» Passage shown
—————

Optimisation in the code for Sum

Question

I was having a look at practice problems in Codechef where I found this one. I am new at Python. I have written the code below using Python3. I am continuously getting 'Exceeding Timelimit' Error. Looking up for some optimisation for the code.

The problem statement is as follows:

Given n and m, calculate 1^1 + 2^2 + 3^3 + ... + n^n modulo m.

Input: The first line contains 1 ≤ t ≤ 10, the number of test cases. Then the test case definitions follow. Each test case is of the form: 1 ≤ n 1018, 1 ≤ m ≤ 200000

Example

Input:
6
1 100000
2 100000
3 100000
4 100000
5 100000
6 100000

Output:
1
5
32
288
3413
50069

And here is my code:

t = int(input())
for j in range (1,t+1):
    ans = 0
    n, m = [int(x) for x in input().split()]
    for i in range (1,n+1):
        ans = (ans + pow(i,i))%m
    print (ans)

Thank you.

Answer 1

Solution in O(m log n):

def geometric(n,b,m):
    T=1
    e=b%m
    total = 0
    while n>0:
        if n&1==1:
            total = (e*total + T)%m
        T = ((e+1)*T)%m
        e = (e*e)%m
        n = n//2
    return total

def efficient_solve(n, m):
    ans = 0
    for x in range(1, min(n, m) + 1):
        k = pow(x, m, m)

—————

Can you write out, word for word, the part of the Codechef thread starting with "t = int(input())" and going on through "print (ans)"?

» Available data
—————

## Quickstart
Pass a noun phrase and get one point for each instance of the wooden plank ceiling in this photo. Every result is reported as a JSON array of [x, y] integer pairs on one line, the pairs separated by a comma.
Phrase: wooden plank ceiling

—————

» Result of this exercise
t = int(input())
for j in range (1,t+1):
    ans = 0
    n, m = [int(x) for x in input().split()]
    for i in range (1,n+1):
        ans = (ans + pow(i,i))%m
    print (ans)